__What to work on__:
An exact copy of every entry below is needed.

:: Record excerpts ::

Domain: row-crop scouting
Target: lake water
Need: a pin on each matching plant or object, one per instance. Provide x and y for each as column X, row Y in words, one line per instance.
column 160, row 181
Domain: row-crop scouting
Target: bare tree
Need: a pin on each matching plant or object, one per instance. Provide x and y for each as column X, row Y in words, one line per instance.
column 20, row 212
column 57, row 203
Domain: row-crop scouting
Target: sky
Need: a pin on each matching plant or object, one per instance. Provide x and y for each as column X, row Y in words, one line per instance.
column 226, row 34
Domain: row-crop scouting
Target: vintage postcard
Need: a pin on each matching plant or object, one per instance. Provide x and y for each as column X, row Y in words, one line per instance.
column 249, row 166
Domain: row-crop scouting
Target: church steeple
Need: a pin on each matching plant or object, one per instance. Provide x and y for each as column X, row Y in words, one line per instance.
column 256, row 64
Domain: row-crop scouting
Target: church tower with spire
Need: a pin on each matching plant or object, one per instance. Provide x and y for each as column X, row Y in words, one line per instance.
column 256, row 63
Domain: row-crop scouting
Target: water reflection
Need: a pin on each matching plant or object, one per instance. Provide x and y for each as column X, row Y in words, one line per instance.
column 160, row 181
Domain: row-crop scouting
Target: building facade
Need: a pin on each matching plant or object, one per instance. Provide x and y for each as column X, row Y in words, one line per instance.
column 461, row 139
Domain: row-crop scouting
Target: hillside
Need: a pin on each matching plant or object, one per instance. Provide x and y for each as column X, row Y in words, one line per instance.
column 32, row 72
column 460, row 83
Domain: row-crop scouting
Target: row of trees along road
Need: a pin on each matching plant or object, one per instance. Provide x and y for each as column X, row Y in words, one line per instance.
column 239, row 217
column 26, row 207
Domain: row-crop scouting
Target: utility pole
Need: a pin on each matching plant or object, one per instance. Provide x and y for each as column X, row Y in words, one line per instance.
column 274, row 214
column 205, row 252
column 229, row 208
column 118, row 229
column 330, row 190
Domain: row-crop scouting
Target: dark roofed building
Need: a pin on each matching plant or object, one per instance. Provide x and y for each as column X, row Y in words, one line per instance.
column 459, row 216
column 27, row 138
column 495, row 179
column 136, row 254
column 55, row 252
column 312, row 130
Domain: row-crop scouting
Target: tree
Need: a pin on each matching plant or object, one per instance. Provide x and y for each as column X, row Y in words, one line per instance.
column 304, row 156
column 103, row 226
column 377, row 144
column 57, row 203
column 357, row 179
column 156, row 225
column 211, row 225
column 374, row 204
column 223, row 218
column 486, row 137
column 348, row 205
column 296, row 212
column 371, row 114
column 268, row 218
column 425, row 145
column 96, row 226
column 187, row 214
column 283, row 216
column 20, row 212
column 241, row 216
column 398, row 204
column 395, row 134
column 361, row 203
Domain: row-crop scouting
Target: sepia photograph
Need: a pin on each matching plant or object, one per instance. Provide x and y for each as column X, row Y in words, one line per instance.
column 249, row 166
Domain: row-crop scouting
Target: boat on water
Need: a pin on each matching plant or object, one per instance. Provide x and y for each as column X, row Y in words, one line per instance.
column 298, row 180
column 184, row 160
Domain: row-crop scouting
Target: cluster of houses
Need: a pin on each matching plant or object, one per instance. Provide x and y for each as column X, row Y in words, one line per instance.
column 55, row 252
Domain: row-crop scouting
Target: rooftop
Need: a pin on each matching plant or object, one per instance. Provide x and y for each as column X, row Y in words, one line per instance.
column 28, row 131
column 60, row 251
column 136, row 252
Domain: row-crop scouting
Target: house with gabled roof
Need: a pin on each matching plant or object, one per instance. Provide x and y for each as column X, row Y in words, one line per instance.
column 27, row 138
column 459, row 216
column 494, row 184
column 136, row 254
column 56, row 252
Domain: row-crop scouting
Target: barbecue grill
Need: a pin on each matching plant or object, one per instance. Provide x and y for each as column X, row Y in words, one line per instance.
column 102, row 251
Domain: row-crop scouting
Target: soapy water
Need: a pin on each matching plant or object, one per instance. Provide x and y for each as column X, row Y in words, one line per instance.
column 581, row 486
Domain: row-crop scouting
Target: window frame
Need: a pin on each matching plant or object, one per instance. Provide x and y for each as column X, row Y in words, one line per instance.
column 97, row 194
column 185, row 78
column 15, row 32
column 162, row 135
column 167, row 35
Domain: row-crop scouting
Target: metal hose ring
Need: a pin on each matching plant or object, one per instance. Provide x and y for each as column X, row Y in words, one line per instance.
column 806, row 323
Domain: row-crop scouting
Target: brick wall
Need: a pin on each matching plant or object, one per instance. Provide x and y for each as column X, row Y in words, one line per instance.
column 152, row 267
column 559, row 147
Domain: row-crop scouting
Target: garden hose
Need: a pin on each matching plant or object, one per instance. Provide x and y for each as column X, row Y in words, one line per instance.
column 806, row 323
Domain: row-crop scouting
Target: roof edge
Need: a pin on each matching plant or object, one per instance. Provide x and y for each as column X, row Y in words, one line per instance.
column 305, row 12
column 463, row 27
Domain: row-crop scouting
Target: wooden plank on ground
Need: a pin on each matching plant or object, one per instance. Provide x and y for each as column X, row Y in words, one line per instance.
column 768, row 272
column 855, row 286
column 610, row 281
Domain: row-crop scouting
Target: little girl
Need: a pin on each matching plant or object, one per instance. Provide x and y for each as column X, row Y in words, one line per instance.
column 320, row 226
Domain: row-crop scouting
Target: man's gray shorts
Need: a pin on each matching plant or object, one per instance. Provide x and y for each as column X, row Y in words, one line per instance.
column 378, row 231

:::

__Output for this task__:
Domain: row-crop scouting
Target: lake water
Need: a pin on each matching plant or object, one per instance. Provide x and y for each as column X, row Y in words, one line per instance.
column 160, row 181
Domain: row-crop scouting
Target: bare tree
Need: a pin on each matching plant or object, one per instance. Provide x and y for each as column X, row Y in words, one line per instance.
column 20, row 212
column 57, row 203
Domain: row-crop scouting
Target: sky
Need: a pin on each matching plant or object, one per instance. Provide x and y for each as column X, row Y in words, one line per instance.
column 226, row 34
Domain: row-crop scouting
Target: vintage postcard
Need: a pin on each matching plant or object, one per instance. Provide x and y for each as column X, row Y in words, one line per instance.
column 249, row 166
Domain: row-crop scouting
Target: church steeple
Need: a pin on each matching plant or object, one per instance. Provide x and y for each as column X, row Y in words, one line per instance.
column 256, row 64
Domain: row-crop scouting
Target: church tower with spire
Need: a pin on each matching plant or object, one per instance. Provide x and y for each as column X, row Y in words, one line per instance.
column 256, row 63
Domain: row-crop scouting
Target: water reflection
Need: a pin on each matching plant or object, one per instance. Provide x and y for each as column X, row Y in words, one line per instance.
column 160, row 181
Domain: row-crop scouting
Target: building facade
Need: a pin on each matching plant or object, one per instance. Provide x and y for each as column X, row Y in words, one line per instance.
column 461, row 139
Domain: row-crop scouting
Target: hillside
Need: a pin on each matching plant or object, one per instance. Provide x and y for each as column X, row Y in words, one line per instance.
column 32, row 72
column 460, row 83
Domain: row-crop scouting
Target: row of trees along road
Need: a pin on each matching plant or object, one per instance. Provide x and y for each as column X, row Y in words, one line per instance.
column 239, row 217
column 26, row 207
Domain: row-crop scouting
Target: utility pole
Need: a pin on each matching plant or object, one per instance. Provide x and y for each as column X, row Y in words, one line per instance.
column 274, row 214
column 205, row 252
column 229, row 208
column 118, row 229
column 330, row 190
Domain: row-crop scouting
Target: dark roofed building
Need: a pin on each matching plant or object, one per instance. Provide x and y for each as column X, row Y in words, one line per instance.
column 459, row 216
column 27, row 138
column 495, row 179
column 136, row 254
column 55, row 252
column 312, row 130
Domain: row-crop scouting
Target: tree
Need: a pin on each matching plant or object, one per instance. Provide x and y for each as column X, row Y in words, one line per instance.
column 304, row 156
column 103, row 226
column 377, row 144
column 57, row 203
column 357, row 179
column 156, row 225
column 211, row 225
column 374, row 204
column 223, row 218
column 486, row 137
column 348, row 205
column 296, row 212
column 371, row 114
column 268, row 218
column 425, row 145
column 96, row 226
column 187, row 214
column 283, row 216
column 20, row 212
column 241, row 216
column 398, row 204
column 395, row 134
column 361, row 203
Domain: row-crop scouting
Target: sepia photograph
Need: a pin on each matching plant or object, one per instance. Provide x and y for each as column X, row Y in words, one line per instance.
column 249, row 166
Domain: row-crop scouting
Target: boat on water
Need: a pin on each matching plant or object, one per instance. Provide x and y for each as column X, row Y in words, one line per instance.
column 298, row 180
column 184, row 160
Domain: row-crop scouting
Target: cluster of houses
Need: a pin on each matching plant or object, one per instance. Provide x and y for each as column X, row Y in words, one line per instance.
column 55, row 252
Domain: row-crop scouting
Target: rooftop
Need: a pin on each matching plant or object, one per instance. Provide x and y for each as column X, row Y in words, one line per instance.
column 28, row 131
column 60, row 251
column 136, row 252
Domain: row-crop scouting
Target: house with gabled roof
Need: a pin on each matching plant or object, one per instance. Provide x and y for each as column X, row Y in words, one line per instance.
column 27, row 138
column 459, row 216
column 494, row 184
column 136, row 254
column 56, row 252
Domain: row-crop scouting
Target: barbecue grill
Need: a pin on each matching plant or object, one per instance. Provide x and y for each as column X, row Y in words, one line per instance.
column 102, row 251
Domain: row-crop scouting
Target: soapy water
Need: a pin on each matching plant or object, one per instance. Provide x and y for each as column X, row Y in words, one line per instance.
column 581, row 486
Domain: row-crop scouting
Target: window frame
Need: a pin on each matching plant or object, one per instance. Provide x and y for each as column X, row Y in words, one line per instance.
column 97, row 194
column 185, row 78
column 15, row 32
column 162, row 135
column 167, row 35
Domain: row-crop scouting
Target: metal hose ring
Need: a pin on each matching plant or object, one per instance. Provide x and y for each as column X, row Y in words, one line per instance.
column 806, row 323
Domain: row-crop scouting
Target: brick wall
Need: a pin on each matching plant or object, one per instance. Provide x and y for each as column X, row Y in words, one line per instance.
column 152, row 267
column 559, row 147
Domain: row-crop scouting
Target: garden hose
Need: a pin on each matching plant or object, one per instance. Provide x and y for each as column X, row Y in words, one line per instance.
column 806, row 323
Domain: row-crop scouting
Target: roof edge
Need: a pin on each matching plant or object, one per instance. Provide x and y for each as column X, row Y in words, one line per instance.
column 305, row 12
column 463, row 27
Domain: row-crop scouting
Target: wooden plank on ground
Need: a pin on each matching plant or object, one per instance. Provide x and y for each as column X, row Y in words, one line per instance.
column 768, row 272
column 855, row 286
column 610, row 281
Domain: row-crop scouting
Target: little girl
Need: a pin on each matching plant or object, one per instance. Provide x and y for each as column X, row Y in words, one line per instance.
column 320, row 226
Domain: row-crop scouting
Target: man's gray shorts
Need: a pin on each matching plant or object, one per instance. Provide x and y for each as column X, row Y in words, one line per instance.
column 378, row 231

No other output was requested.